Caleb loves this internet show called Equals Three - the guy, Ray William Johnson, shows videos that have gone viral and comments on them. He's pretty funny and of course the videos are pretty tame stuff - pranks and funny animals and people falling off skateboards and foreign ads.

I happened to be watching over Cal's shoulder and was surprised to see RWJ mocking this Christian rap video (this link is the rap song with lyrics and some commentary on the screen ) - the rap was part of the introductory session of a Christian youth conference called Encounter Generation. It's so silly, it's almost impossible to satirize, but it's generated a fair amount of internet commentary, which I discovered when I did a search, trying to find the lyrics.
Here's the comments at the HuffPost comedy page  ~

Christian youth groups finally have an alternative to normal, aka "front," hugs. As we all know, face to face embraces run the horrific risk of a clothed crotch graze. The Christian Side-Hug (or the CSH, as the kids call it) rids us of sin, as the only below the belt contact will be some good old-fashioned hip on hip action.

To help the side-hug fad sweep the nation, let us present this hardcore rap song. Yup, side-hugging has hit the streets. The group has as many emcees as the Wu-Tang Clan and as much power as a barbershop quartet.

Look out for the ominous sirens blasting on the track. Clearly, these are gangsters on the run from the law - probably from side-hugging up a storm! One emcee (wearing his bandanna Tupac-style no less) admits to taking part in the forbidden front-hug. But don't worry, God. He's married.

At the end, they all simulate getting shot and dying. We can only hope there are side-hugs in heaven.

Here's another commentary where I think she kinda nails it - by bringing attention to what you're avoiding, you just bring more attention to it! ~

Attention, Christian kids: If you like not having sex, not speaking the Lord's name in vain, and not being gay, then you'll love the newest trend in policing typical adolescent behaviors in the name of God. It's called the The Christian Side-Hug, and it's here to help the devout avoid the temptation of full frontal hugging. Don't worry—it's cool, because they made a "rap" song about it.

The Christian Side-Hug strikes me as almost skeezily chaste—I'd much rather have a brief normal embrace with a stranger than a hip-tap from a person who I know sexualizes even the most mundane forms of human contact. But the Side-Hug itself is slightly less offensive than the medium being used to promote it: An appropriated version of "rap music" performed by a bunch of white youth pastors who think that mixing in some gang-ish hand signals, tying on a bandana, and securing some fake bling will bring the youth to God.

The Christian Side-Hug rap comes courtesy of the Encounter Generation Conference, an annual Christian youth gathering which hopes to "bring the power, authenticity, and relevance of Jesus Christ to their culture." I'm afraid that this potent combination of absurd chastity and mock hip-hop will be more likely to bring the power of a school-yard beat-down to these kids' faces.

» **EXCERPTED DATA**

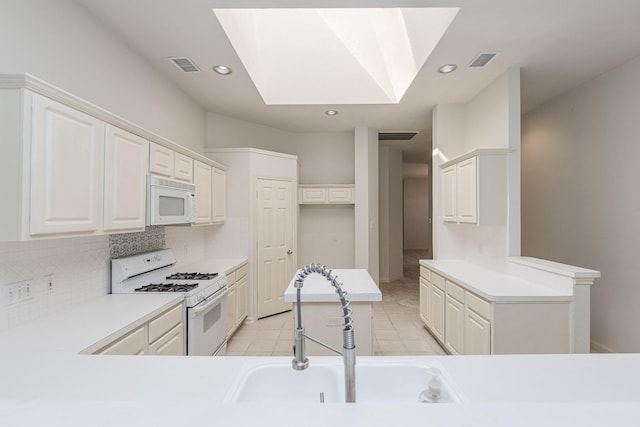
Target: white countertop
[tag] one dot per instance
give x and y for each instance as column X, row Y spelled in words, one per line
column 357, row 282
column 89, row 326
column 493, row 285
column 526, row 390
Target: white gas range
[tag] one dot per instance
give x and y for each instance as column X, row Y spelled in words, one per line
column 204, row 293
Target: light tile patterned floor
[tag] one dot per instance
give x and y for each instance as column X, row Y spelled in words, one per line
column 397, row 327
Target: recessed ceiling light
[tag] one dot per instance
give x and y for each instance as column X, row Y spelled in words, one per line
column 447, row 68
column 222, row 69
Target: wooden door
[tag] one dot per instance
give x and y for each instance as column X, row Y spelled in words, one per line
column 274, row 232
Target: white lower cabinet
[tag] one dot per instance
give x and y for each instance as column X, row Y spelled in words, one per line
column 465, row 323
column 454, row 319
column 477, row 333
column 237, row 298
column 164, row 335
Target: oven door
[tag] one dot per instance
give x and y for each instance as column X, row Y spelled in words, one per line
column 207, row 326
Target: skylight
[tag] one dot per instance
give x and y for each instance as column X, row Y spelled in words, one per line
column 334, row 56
--
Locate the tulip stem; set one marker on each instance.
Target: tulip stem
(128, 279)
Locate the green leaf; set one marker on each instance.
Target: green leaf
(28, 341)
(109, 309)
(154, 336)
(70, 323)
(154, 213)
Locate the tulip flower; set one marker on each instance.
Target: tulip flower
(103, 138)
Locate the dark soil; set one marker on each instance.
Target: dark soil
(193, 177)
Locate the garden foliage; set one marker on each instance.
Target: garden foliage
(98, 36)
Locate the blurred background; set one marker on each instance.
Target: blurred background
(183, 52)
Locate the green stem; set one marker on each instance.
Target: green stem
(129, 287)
==
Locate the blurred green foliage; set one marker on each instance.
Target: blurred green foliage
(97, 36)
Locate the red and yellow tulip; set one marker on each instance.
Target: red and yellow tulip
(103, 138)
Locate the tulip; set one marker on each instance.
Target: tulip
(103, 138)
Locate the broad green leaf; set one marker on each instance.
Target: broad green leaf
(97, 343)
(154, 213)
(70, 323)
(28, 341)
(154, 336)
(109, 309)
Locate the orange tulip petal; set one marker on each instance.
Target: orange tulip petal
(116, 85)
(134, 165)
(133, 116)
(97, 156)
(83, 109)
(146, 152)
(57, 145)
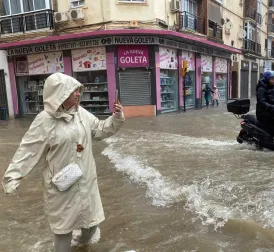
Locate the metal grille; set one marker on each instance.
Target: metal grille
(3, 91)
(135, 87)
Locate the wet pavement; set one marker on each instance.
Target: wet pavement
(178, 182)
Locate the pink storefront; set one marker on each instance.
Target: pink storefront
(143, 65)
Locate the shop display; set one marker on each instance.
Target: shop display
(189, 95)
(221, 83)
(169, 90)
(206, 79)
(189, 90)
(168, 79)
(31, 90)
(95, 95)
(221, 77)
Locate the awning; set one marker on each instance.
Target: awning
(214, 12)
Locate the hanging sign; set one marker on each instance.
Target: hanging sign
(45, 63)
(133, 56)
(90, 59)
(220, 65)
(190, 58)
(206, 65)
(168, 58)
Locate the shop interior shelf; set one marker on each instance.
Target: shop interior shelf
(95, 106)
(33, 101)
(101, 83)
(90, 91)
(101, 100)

» **TASKS TO PERFORM**
a - Condense the paragraph of the passage on the Christian Side-Hug that begins "I happened to be watching over Cal's shoulder" into two or three shorter sentences that keep its main facts.
b - Retype the passage on the Christian Side-Hug from "Here's the comments" to "on hip action." with no changes.
Answer using only the passage on the Christian Side-Hug, not the rows.

» **COMPLETED EXERCISE**
a - While watching over Cal's shoulder, the writer saw Ray William Johnson mocking a Christian rap video performed during the introductory session of Encounter Generation, a Christian youth conference. The video is so silly that it is almost impossible to satirize, yet it has generated a fair amount of internet commentary. The writer found that commentary while searching for the lyrics.

b -
Here's the comments at the HuffPost comedy page  ~

Christian youth groups finally have an alternative to normal, aka "front," hugs. As we all know, face to face embraces run the horrific risk of a clothed crotch graze. The Christian Side-Hug (or the CSH, as the kids call it) rids us of sin, as the only below the belt contact will be some good old-fashioned hip on hip action.